◆ Point localization data:
^^^^^^^^

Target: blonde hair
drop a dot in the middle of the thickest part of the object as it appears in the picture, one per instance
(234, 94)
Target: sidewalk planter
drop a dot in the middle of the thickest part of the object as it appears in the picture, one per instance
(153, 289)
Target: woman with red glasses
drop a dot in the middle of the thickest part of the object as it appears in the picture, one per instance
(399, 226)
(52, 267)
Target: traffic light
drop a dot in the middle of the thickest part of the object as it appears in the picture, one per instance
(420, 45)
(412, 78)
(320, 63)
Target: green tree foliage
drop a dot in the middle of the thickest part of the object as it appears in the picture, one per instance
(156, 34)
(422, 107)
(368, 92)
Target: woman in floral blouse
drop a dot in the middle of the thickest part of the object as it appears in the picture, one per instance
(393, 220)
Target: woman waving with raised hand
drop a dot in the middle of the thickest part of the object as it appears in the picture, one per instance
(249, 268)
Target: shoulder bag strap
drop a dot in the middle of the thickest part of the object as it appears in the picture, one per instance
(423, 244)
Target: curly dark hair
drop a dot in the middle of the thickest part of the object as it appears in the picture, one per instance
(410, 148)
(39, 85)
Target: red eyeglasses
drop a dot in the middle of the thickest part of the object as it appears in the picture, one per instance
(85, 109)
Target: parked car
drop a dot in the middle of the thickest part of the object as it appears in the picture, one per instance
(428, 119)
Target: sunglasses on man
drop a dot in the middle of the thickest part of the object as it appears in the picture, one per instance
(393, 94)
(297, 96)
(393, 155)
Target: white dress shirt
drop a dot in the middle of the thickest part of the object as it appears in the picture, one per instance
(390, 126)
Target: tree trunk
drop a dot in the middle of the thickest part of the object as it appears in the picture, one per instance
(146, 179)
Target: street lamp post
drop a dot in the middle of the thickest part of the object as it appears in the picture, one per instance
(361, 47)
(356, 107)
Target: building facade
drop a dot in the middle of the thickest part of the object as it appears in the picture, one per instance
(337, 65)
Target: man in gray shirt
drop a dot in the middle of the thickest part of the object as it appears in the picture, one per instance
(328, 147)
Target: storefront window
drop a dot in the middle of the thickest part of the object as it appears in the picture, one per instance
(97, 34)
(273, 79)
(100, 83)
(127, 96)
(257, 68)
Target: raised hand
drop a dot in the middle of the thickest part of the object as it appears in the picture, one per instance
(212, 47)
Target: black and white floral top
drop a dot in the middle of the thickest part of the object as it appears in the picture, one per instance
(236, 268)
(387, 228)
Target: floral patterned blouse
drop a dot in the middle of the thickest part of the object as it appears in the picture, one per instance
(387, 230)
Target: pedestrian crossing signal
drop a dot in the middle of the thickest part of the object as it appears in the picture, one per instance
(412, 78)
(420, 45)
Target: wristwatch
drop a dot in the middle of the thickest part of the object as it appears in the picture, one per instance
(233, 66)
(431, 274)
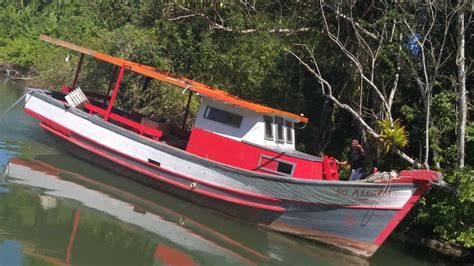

^^^^^^^^

◆ Task to carry out: Exact repetition of each line above is expected; images are to be omitted.

◆ Written response:
Target: blonde hair
drop a dot in the middle of the thickest part of the object as it appears in the picture, one per instance
(234, 94)
Target: sidewalk planter
drop a dot in the middle of the thickest part of the object as it appears in the picture, one per instance
(153, 289)
Target: woman with red glasses
drop a dot in the middle of the thickest part of the object as it appears in the picture, one per instance
(399, 226)
(52, 267)
Target: traffic light
drop a dot in the middle of the thickest part of the object as it appears in the picture, one per instance
(420, 45)
(412, 78)
(320, 63)
Target: green tree foliage
drop a dot in the middle of the thickest part of the object as it appears in the picture, one per instance
(156, 34)
(422, 107)
(368, 92)
Target: woman in floral blouse
drop a dot in the middle of the thickest part of the object as it appears in the picture, one per instance
(393, 220)
Target: woman waving with raised hand
drop a dot in the middle of the thickest part of the object as it appears in the picture, one per instance
(249, 268)
Target: shoulder bag strap
drop a dot in the middle of the thickest part of the object as it appears in the picture, one per instance
(423, 244)
Target: curly dark hair
drop a dot in the middle of the thickest part of the object as it appears in the picture, one per instance
(410, 148)
(39, 85)
Target: red eyeglasses
drop a dot in the middle of the thickest part of the object as it appears in the picture, one per instance
(85, 109)
Target: parked car
drop a dot in the middle of the thickest part of the object as it appears in the picture, one per instance
(428, 119)
Target: sunglasses on man
drop a dot in the middle of the thickest part of the object as it appears in the picture, one per instance
(393, 94)
(297, 96)
(393, 155)
Target: white dress shirt
drop a dot in the middle of the thickest part of the object as it appears in the picture, one per instance
(390, 126)
Target: tree trunk
drop a dot in the middle of the thickest part of the object as it appears in the picture, one per instance
(146, 179)
Target: street lamp post
drop a dot in the middle of the thickest part of the object as it appears in the picture, one per instance
(361, 47)
(356, 107)
Target: building facade
drop a dot in the middle of the thickest part of the object as it appears in the picture, one per instance
(337, 65)
Target: man in gray shirt
drop a dot in the middle of the thickest part of the object as it appears in the picture, one per instance
(328, 147)
Target: storefront window
drop a dot in the middle of the thickest part of the object as it appears in the picture, one per instance
(97, 34)
(273, 79)
(100, 83)
(127, 96)
(257, 68)
Target: raised hand
drop a dot in the middle of the thickest part of the object as it appears in the picture, one per instance
(212, 47)
Target: black and white floral top
drop a dot in the middle of the thickest part of the object as it appears in the picture, one per instance
(236, 268)
(387, 228)
Target: floral patterned blouse
drop a dot in the middle of the thickest part of the object as it appears in the picture, one per instance
(387, 230)
Target: pedestrian crossing signal
drop a dot in the middle of the thickest part of the object as it appears in the picture, one per instance
(412, 78)
(420, 45)
Target: wristwatch
drop a dot in the middle of the thickest part of the object as it appears in the picture, one per instance
(233, 66)
(431, 274)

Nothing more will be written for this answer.